## Saved entries
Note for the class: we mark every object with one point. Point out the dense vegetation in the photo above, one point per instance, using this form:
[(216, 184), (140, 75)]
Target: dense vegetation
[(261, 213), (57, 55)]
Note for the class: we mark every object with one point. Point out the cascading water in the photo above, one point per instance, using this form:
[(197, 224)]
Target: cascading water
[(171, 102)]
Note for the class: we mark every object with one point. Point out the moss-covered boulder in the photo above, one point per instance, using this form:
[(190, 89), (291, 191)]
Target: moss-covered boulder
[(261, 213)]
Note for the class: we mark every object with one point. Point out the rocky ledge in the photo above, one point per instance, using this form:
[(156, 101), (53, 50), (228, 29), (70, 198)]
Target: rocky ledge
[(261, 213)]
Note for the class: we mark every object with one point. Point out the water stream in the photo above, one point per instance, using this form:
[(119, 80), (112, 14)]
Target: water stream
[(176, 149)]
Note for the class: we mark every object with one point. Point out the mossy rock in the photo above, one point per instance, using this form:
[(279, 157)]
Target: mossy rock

## How to complete this task
Give the entries again exactly, every one.

## Completed task
Note for the class: we mark every object with one point. Point out the dense vegetation in the photo above, one point per instance, using this form:
[(216, 184), (140, 75)]
Target: dense vegetation
[(261, 213), (57, 55)]
Note for the class: we mark every object with one point. Point out the cascading water in the photo above, one point per instance, using this form:
[(197, 224)]
Target: cascading water
[(171, 102)]
Note for the class: we mark every object with one point. Point out the moss-covered boulder in the photo above, one point per instance, using this form:
[(190, 89), (291, 191)]
Target: moss-covered boulder
[(261, 213)]
Note for the class: we mark every object with one point. Point out the rocky ledge in the photo above, one point per instance, using this form:
[(156, 101), (53, 50), (228, 29), (70, 198)]
Target: rocky ledge
[(261, 213)]
Note for the class: we mark every object with one point. Point out the water stream in the photo above, one point per instance, using this form:
[(119, 80), (112, 14)]
Target: water stream
[(176, 149)]
Note for the class: we mark every object with one point. Point out the mossy rock in the photo above, one point per instance, using this form:
[(279, 157)]
Target: mossy rock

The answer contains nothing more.